--- Begin ---

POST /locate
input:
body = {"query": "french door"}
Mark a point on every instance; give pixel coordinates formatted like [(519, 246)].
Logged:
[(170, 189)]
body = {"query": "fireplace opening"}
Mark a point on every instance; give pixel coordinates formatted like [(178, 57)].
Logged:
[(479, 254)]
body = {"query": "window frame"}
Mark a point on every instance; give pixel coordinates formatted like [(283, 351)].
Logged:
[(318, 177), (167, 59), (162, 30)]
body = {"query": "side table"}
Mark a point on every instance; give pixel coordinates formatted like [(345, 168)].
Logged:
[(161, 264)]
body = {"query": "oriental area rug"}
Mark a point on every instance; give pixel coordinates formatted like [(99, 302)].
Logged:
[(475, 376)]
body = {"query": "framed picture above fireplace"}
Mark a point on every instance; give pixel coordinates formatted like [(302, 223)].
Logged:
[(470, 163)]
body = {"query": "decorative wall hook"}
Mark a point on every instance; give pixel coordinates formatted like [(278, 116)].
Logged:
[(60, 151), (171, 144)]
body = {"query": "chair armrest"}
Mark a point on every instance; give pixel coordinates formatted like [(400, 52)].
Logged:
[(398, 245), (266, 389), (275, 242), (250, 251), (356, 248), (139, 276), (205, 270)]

--- End ---

• YOUR OBJECTIVE:
Return each line of the items above that contains the string "query", copying the lines unchanged. Uppercase and lowercase letters are distinct.

• OUTPUT FOR THIS EXERCISE:
body = {"query": "french door"}
body = {"query": "fireplace opening"}
body = {"query": "window frame"}
body = {"query": "side table"}
body = {"query": "oriental area rug"}
body = {"query": "framed picture above fireplace"}
body = {"query": "decorative wall hook"}
body = {"query": "chair armrest"}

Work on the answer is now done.